**THE REQUEST**
Rewrite the rows below, starting with the first row and stopping after the one that contains "[307, 585, 508, 664]". Copy the lines that ask for a location unchanged, and multiply every bounding-box coordinate by 0.9, rounding each result to a whole number with halves rounded up.

# Start of DATA FOR THE TASK

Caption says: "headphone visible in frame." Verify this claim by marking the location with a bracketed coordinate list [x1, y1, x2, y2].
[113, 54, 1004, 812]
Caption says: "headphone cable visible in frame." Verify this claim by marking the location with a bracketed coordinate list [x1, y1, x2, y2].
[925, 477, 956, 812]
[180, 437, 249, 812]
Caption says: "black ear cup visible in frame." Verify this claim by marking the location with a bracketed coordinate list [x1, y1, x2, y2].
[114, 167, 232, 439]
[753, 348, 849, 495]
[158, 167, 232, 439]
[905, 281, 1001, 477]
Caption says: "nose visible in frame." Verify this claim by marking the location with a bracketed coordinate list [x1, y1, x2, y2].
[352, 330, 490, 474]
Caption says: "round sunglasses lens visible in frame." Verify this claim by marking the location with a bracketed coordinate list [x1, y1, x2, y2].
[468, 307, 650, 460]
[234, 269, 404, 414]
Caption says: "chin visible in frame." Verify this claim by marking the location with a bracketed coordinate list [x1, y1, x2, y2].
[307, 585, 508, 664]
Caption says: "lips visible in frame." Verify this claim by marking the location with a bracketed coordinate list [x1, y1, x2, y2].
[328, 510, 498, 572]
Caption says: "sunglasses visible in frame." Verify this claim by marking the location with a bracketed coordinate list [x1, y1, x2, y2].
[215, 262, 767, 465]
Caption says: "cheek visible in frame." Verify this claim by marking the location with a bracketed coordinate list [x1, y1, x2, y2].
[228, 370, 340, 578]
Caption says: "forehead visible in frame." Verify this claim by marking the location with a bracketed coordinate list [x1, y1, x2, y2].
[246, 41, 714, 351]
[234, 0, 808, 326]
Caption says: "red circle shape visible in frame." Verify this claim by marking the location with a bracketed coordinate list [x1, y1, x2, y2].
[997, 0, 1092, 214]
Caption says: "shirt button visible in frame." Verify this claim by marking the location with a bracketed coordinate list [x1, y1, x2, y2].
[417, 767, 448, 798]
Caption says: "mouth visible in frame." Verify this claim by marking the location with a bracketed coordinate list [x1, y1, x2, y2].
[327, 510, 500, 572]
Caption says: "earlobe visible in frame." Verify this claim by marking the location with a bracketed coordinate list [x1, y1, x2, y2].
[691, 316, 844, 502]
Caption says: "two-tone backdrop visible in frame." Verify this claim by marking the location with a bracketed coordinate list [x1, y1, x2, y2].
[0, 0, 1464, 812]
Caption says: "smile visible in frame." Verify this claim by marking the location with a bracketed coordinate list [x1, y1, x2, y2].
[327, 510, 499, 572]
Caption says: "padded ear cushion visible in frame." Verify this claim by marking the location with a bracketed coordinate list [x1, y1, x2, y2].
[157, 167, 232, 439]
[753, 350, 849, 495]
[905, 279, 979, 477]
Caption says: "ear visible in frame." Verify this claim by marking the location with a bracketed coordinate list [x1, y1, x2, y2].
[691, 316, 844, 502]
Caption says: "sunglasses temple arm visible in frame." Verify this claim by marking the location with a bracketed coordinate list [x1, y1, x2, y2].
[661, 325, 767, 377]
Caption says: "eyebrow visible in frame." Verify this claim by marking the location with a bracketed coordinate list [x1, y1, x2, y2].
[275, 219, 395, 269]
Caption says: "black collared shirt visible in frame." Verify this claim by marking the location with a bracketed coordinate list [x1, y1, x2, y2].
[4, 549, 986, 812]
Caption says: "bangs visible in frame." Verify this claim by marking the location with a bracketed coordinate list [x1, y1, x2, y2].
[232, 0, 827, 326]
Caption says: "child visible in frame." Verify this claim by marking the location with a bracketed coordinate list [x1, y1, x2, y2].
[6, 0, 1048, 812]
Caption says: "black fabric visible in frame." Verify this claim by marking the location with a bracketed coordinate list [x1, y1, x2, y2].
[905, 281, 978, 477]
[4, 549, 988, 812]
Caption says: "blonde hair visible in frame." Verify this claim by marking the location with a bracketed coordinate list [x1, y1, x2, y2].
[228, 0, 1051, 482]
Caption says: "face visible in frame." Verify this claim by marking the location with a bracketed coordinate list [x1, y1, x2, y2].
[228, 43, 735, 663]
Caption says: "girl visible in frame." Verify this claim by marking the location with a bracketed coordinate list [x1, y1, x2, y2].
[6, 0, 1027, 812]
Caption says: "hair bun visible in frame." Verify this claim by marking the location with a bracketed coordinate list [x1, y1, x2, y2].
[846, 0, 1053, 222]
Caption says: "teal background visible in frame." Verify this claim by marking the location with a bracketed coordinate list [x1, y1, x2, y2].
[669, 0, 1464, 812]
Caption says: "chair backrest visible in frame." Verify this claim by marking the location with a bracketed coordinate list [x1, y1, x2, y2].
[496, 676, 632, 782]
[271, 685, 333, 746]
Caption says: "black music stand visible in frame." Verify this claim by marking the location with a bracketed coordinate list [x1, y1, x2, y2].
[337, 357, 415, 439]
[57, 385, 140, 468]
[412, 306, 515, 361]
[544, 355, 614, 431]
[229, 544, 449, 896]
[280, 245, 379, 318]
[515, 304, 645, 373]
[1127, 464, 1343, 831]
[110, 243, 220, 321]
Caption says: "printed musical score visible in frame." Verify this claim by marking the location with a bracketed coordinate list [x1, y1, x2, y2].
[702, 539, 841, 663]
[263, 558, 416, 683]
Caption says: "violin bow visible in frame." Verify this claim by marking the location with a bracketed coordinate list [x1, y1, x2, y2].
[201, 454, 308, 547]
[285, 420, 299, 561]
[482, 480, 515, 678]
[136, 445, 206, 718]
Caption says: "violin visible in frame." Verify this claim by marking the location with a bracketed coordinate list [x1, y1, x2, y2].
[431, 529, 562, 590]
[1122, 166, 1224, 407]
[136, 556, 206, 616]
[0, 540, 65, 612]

# End of DATA FOR THE TASK

**FULL RESPONSE**
Caption says: "headphone visible in frame." Verify this claim by marking the location with a bracketed coordinate list [x1, y1, x2, y2].
[102, 49, 904, 731]
Caption says: "headphone cable visible in frame." Verify this claim by marking the location with a bracketed coordinate list [x1, y1, x2, y2].
[833, 429, 860, 731]
[162, 393, 224, 731]
Caption says: "black ear cup visible in frame." Verify this claim by marking the location with a bracketed coordinate list [x1, y1, x2, y2].
[103, 150, 209, 395]
[678, 313, 764, 446]
[142, 150, 209, 395]
[815, 253, 901, 429]
Caption says: "nose visible in frame." Verify this claim by marking the location with a bracketed coordinate list [x1, y1, x2, y2].
[317, 297, 441, 427]
Caption says: "round sunglasses lens visible in frame." Verify this claim by marking the location with a bracketed coordinate list [x1, y1, x2, y2].
[421, 276, 585, 414]
[211, 242, 364, 373]
Caption says: "chin visible in frame." Verify this claim by marking the location with a bracketed coordinate list [x1, y1, x2, y2].
[276, 527, 457, 598]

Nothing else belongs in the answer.